## SELECTED EXTRACT
——
Question

Consider the following redox reaction :
$2S_2{O}_3^{2-}+I_2\to S_4{O}_6^{2-}+2I^{-}$
Choose the correct statements:

• A. $S_2{O}_3^{2-}\text{gets oxidised to}{S}_4{O}_6^{2-}$
• B. $S_2{O}_3^{2-}\text{gets reduced to}{S}_4{O}_6^{2-}$
• C.
  $I_2\text{gets reduced to}{I}^{-}$
• D. $I_2\text{gets oxidised to}{I}^{-}$

Answer 1

Answer: (A), (C)

The correct options are
A $S_2{O}_3^{2-}\text{gets oxidised to}{S}_4{O}_6^{2-}$
C

$I_2\text{gets reduced to}{I}^{-}$
The given reaction is:
$2S_2{O}_3^{2-}+I_2\to S_4{O}_6^{2-}+2I^{-}$

Oxidation half-reaction: $\stackrel{+2}{S_2{O}_3^{2-}}\to \stackrel{+2.5}{S_4{O}_6^{2-}}$
Here, $S_2{O}_3^{2-}$ is getting oxidised to $S_4{O}_6^{2-}$ as oxidation number of S is increasing from $+2$ to $+2.5$
Reduction half reaction :
${\stackrel{0}{I}}_2\to \stackrel{-1}{I^{-}}$
Here $I_2$ is getting reduced to $I^{-}$ since oxidation number of iodine changes from $0$ to $-1$
——
## Mask labeling entries
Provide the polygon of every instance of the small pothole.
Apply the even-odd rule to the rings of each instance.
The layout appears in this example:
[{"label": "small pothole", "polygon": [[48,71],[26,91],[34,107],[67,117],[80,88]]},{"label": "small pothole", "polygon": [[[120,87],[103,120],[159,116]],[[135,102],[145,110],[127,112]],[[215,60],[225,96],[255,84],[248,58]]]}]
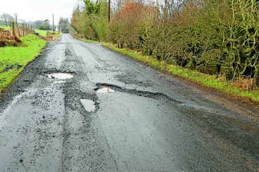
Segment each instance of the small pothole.
[{"label": "small pothole", "polygon": [[96,110],[95,103],[93,100],[89,99],[81,99],[80,102],[84,107],[86,111],[89,112],[94,112]]},{"label": "small pothole", "polygon": [[97,93],[110,93],[115,91],[107,86],[101,86],[101,87],[102,88],[96,90]]},{"label": "small pothole", "polygon": [[53,73],[46,74],[49,78],[56,78],[58,79],[68,79],[73,77],[73,75],[70,73]]}]

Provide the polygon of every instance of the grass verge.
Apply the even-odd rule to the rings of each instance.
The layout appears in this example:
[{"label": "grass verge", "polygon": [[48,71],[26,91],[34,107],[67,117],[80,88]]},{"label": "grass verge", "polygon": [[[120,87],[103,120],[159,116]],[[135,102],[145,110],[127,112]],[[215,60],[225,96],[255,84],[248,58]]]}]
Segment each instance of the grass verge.
[{"label": "grass verge", "polygon": [[39,55],[46,41],[33,34],[20,37],[20,46],[0,48],[0,91],[6,88],[27,64]]},{"label": "grass verge", "polygon": [[[51,33],[53,32],[53,31],[51,30],[39,30],[39,29],[34,29],[34,31],[37,33],[39,33],[39,34],[42,37],[46,37],[46,33],[48,32],[51,32]],[[62,33],[61,32],[56,32],[55,31],[55,36],[54,38],[56,39],[57,37],[60,37],[61,36]]]},{"label": "grass verge", "polygon": [[215,88],[239,98],[248,98],[253,101],[259,102],[259,90],[251,91],[240,90],[239,88],[233,86],[231,82],[217,79],[216,76],[206,74],[195,70],[168,64],[165,61],[159,61],[152,56],[142,55],[139,53],[125,48],[118,48],[108,43],[103,43],[103,46],[112,51],[128,55],[153,67],[160,69],[162,71],[187,79],[204,86]]}]

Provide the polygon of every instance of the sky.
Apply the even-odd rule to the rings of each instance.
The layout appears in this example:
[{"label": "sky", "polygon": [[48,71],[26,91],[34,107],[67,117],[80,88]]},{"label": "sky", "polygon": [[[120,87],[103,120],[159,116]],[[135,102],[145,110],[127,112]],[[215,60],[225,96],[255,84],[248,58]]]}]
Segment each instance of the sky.
[{"label": "sky", "polygon": [[70,18],[79,0],[0,0],[0,15],[18,13],[26,22],[49,19],[57,24],[60,17]]}]

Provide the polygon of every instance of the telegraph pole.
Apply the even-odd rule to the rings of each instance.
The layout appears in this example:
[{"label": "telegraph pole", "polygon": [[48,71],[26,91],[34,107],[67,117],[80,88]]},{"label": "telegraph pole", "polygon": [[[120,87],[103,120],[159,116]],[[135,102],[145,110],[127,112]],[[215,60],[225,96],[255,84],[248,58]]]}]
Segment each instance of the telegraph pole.
[{"label": "telegraph pole", "polygon": [[108,1],[108,22],[110,20],[110,0]]},{"label": "telegraph pole", "polygon": [[54,26],[54,14],[52,14],[52,23],[53,23],[53,34],[55,34],[55,26]]}]

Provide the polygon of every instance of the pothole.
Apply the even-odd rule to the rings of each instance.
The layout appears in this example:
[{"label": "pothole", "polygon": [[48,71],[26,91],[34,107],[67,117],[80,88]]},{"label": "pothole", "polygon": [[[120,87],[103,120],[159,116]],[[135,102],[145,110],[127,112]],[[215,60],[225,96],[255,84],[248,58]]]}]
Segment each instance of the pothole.
[{"label": "pothole", "polygon": [[94,112],[96,110],[95,103],[93,100],[89,99],[81,99],[80,102],[84,107],[86,111],[89,112]]},{"label": "pothole", "polygon": [[115,90],[113,90],[109,86],[101,86],[101,88],[96,90],[97,93],[109,93],[115,92]]},{"label": "pothole", "polygon": [[115,91],[121,92],[121,93],[126,93],[131,95],[136,95],[137,96],[142,96],[145,98],[150,98],[156,100],[163,100],[168,102],[173,102],[173,103],[182,103],[182,102],[176,100],[172,98],[158,92],[149,92],[146,91],[139,91],[136,89],[127,89],[125,88],[122,88],[118,86],[109,84],[96,84],[96,86],[98,88],[94,89],[94,91],[97,93],[113,93]]},{"label": "pothole", "polygon": [[68,79],[73,77],[73,75],[70,73],[53,73],[46,74],[49,78],[56,78],[58,79]]}]

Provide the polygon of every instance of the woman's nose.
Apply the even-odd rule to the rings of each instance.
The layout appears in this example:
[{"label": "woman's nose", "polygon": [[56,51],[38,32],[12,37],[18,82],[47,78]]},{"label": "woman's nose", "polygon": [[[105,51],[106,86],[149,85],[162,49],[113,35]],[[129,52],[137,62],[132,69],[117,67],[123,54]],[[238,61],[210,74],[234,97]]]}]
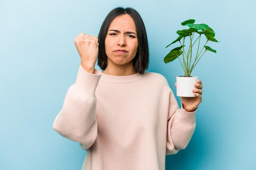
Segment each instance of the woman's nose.
[{"label": "woman's nose", "polygon": [[126,45],[126,37],[124,35],[120,35],[118,39],[119,46],[123,47]]}]

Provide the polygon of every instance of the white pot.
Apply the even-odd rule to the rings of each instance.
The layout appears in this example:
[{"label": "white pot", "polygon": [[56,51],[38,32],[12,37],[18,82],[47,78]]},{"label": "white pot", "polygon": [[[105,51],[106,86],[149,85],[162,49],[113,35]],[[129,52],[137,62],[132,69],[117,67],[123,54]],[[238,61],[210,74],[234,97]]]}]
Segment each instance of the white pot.
[{"label": "white pot", "polygon": [[198,77],[177,76],[176,82],[177,95],[180,97],[195,97],[192,90],[196,88],[194,86],[197,83]]}]

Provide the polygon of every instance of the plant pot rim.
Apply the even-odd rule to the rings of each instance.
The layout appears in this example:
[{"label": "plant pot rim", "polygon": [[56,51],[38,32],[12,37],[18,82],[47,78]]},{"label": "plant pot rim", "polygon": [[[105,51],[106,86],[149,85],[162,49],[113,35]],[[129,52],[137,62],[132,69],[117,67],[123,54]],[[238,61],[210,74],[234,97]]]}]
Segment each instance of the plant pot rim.
[{"label": "plant pot rim", "polygon": [[186,77],[185,76],[177,76],[177,77],[187,77],[187,78],[198,77],[198,76],[188,76],[188,77]]}]

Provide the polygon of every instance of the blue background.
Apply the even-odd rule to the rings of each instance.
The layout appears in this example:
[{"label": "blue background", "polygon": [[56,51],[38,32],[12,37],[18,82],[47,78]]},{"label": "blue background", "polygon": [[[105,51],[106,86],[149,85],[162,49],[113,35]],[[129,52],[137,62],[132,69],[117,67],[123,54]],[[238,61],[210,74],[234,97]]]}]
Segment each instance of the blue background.
[{"label": "blue background", "polygon": [[256,169],[254,0],[1,0],[0,169],[81,169],[86,152],[52,125],[78,70],[74,39],[97,35],[120,6],[141,15],[149,71],[164,75],[175,92],[182,71],[163,58],[180,23],[207,24],[221,41],[209,44],[217,53],[207,52],[193,72],[204,87],[197,128],[186,149],[166,157],[166,169]]}]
——
## AIM
Edit the redox thread, starting at "Consider the following" and ending at "Answer: (A), (C)", so that "redox reaction" is replaced with "oxidation-reduction reaction".

## COMPLETED EXERCISE
Consider the following oxidation-reduction reaction :
$2S_2{O}_3^{2-}+I_2\to S_4{O}_6^{2-}+2I^{-}$
Choose the correct statements:

• A. $S_2{O}_3^{2-}\text{gets oxidised to}{S}_4{O}_6^{2-}$
• B. $S_2{O}_3^{2-}\text{gets reduced to}{S}_4{O}_6^{2-}$
• C.
  $I_2\text{gets reduced to}{I}^{-}$
• D. $I_2\text{gets oxidised to}{I}^{-}$

Answer 1

Answer: (A), (C)